- PROBLEM STATEMENT: Identify every line in the records below that contains the word "block", and copy each of those lines.

• • • • •

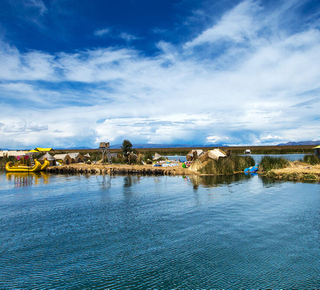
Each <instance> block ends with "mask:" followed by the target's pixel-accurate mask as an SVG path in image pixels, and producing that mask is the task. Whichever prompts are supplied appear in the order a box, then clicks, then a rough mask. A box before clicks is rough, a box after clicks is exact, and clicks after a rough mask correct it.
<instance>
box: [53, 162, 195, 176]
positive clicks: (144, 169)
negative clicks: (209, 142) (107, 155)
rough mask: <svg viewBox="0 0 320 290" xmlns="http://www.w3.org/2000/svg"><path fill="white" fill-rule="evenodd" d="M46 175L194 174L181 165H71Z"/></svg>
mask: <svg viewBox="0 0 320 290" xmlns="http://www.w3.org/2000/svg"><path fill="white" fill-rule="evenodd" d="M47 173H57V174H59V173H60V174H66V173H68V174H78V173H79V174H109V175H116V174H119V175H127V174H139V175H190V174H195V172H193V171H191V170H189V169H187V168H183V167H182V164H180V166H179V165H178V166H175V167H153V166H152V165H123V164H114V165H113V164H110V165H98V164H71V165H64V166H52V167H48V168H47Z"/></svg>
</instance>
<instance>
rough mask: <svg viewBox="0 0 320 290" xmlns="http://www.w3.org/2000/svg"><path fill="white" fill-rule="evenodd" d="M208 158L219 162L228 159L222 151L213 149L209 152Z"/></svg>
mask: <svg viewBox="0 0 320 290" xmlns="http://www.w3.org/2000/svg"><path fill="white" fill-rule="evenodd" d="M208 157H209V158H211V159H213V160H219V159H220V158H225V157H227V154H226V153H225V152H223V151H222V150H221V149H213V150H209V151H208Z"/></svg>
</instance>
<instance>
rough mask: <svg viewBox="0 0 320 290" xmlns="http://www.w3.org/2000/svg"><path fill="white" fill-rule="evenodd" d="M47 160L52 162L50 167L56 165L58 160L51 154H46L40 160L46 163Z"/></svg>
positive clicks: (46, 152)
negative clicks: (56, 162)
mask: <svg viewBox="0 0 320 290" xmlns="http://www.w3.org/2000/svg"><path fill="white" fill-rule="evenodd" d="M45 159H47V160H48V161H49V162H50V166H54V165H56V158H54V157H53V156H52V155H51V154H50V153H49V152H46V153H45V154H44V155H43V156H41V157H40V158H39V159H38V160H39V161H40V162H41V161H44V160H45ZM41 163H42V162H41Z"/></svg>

• • • • •

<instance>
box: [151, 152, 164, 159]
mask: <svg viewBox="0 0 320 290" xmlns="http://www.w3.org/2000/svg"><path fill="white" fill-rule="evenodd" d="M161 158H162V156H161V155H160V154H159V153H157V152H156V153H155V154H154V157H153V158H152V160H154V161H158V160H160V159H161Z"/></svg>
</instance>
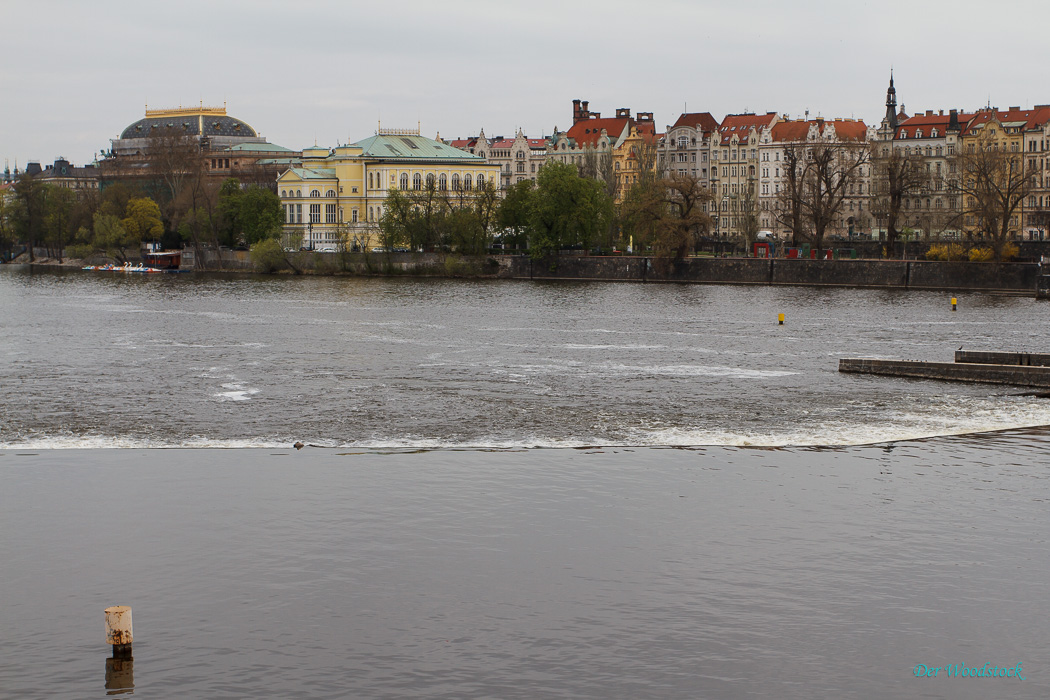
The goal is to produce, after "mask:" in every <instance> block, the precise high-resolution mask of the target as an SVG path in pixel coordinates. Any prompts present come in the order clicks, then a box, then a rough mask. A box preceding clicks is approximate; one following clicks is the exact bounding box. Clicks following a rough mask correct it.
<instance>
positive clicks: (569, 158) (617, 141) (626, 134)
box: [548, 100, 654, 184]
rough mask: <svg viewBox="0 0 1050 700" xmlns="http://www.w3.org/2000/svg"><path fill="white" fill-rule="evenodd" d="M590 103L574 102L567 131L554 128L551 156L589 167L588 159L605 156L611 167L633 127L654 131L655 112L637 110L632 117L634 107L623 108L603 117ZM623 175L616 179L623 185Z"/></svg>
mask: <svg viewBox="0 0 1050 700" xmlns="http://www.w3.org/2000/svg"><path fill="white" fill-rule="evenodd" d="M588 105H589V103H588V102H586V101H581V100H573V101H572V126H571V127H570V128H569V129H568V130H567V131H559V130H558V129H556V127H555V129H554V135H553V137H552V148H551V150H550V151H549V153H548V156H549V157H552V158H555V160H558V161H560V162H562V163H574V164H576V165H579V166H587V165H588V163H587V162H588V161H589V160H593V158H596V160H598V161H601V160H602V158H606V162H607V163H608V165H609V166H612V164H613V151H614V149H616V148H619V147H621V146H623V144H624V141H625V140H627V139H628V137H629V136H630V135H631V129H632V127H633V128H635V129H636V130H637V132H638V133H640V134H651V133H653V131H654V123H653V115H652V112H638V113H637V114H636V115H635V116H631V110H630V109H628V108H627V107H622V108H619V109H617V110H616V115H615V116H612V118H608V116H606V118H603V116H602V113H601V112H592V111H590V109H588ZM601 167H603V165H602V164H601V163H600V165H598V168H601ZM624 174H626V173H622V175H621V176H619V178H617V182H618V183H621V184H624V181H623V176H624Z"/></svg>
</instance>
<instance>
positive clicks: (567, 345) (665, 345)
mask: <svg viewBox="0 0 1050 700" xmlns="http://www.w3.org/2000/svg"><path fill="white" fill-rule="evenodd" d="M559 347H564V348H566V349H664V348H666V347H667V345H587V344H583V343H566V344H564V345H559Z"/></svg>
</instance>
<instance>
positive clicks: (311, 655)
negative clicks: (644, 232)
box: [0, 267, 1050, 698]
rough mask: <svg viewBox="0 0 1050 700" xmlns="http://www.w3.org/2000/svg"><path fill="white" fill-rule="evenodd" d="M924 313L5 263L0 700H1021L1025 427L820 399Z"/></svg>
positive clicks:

• • • • •

- OUTPUT OF THE TASK:
Each <instance> block ends with "mask:" followed by the target's pixel-accurate mask as an SVG path in image pixels, and producing that mask is the task. Whichever prompts are supplied appear in the order a box, then clicks, then a rough mask. A box before clicks is rough, a box after clicks is exact, and clicks after a rough mask correct it.
The goal is to produce, after "mask:" in every <instance> block, the precise high-resolution mask of the target as an SVG path in pixel coordinates. Any prompts present come in the order clicks, then a box, then a rough mask. A box preceding clicks is approximate; one following clicks is the exact bounding box. Clicks following a rough mask correct it.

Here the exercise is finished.